Written task 1 ▸ According to the passage, which film is the quote "When legend becomes fact, print the legend" from?

Selection ▸
-------------------------

I turned to Barbara and asked: "How does he remember this stuff?".

She said: "I haven't got a fucking clue!".

"Hey, let me do a poem!" said Brian, now loving that he is well and truly the center of attention.

He starts reciting an Oscar Wilde poem (there's nothing like a hearing it from a drunk Irishman) which I can't even remember the name of now (I'd only had about 3 beers at this point). It went on for a good 20 stanzas and he kept stopping at end of each stanza to emphasize some line or word.

Everytime he stopped I kept interrupting because I thought he was finished. The poem went on and on. When he was finished I felt compelled to buy him a pint and he downed half of it in one go. Barbara rolls her eyes because she is obviously sick of listening to the same Oscar Wilde poem over and over again....

I'm not sure if the Robert/Thomas Carlyle connection is true (there is no mention of it online anywhere), but it was a good story. As the saying goes: "When legend becomes fact, print the legend". (Well, I thought it was an old saying but apparently it is a quote from the 1962 film "The Man Who Shot Liberty Valance" which just goes to prove my point).

-------------------------

Written task 2 ▸ Please rewrite the entries from their start through the line holding "128,74 -> 137,78", inclusive, with the requests kept. Increase every coordinate in the answer boxes by 47, leaving the requests and their format samples unchanged.

-------------------------

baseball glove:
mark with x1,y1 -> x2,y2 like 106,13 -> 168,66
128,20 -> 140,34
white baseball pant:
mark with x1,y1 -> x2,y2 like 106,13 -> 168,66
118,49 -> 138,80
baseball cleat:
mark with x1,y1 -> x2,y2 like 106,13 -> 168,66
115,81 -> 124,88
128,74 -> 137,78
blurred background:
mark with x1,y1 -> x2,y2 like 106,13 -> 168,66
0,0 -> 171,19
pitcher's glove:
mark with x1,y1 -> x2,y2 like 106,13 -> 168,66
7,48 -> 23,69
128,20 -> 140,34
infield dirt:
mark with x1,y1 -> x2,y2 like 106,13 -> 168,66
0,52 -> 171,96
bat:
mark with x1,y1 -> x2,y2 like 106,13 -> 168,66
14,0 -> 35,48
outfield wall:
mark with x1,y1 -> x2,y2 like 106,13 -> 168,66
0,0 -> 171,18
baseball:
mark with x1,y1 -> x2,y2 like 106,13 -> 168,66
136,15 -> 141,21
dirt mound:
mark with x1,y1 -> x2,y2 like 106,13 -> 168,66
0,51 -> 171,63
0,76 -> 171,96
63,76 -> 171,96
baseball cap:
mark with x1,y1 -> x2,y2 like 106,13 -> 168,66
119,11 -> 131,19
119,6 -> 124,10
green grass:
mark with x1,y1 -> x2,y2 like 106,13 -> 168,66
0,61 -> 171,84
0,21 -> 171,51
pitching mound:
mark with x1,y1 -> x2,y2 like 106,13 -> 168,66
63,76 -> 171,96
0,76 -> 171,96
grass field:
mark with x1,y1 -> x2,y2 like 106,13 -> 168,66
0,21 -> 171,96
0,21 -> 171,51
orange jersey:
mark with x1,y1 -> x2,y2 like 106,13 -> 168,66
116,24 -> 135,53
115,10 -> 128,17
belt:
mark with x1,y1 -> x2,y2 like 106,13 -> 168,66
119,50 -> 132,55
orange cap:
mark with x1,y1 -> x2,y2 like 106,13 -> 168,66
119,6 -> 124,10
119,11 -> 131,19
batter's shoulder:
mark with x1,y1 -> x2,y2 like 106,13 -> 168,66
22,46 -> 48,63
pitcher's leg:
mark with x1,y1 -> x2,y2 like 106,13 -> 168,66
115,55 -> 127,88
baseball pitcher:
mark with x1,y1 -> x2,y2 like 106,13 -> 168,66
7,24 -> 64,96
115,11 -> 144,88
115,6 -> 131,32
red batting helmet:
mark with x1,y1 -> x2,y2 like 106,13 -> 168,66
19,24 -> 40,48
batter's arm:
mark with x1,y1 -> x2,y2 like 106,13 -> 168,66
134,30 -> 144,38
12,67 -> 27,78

-------------------------

Solution 1 ▸ The 1962 film "The Man Who Shot Liberty Valance".

Solution 2 ▸
baseball glove:
mark with x1,y1 -> x2,y2 like 106,13 -> 168,66
175,67 -> 187,81
white baseball pant:
mark with x1,y1 -> x2,y2 like 106,13 -> 168,66
165,96 -> 185,127
baseball cleat:
mark with x1,y1 -> x2,y2 like 106,13 -> 168,66
162,128 -> 171,135
175,121 -> 184,125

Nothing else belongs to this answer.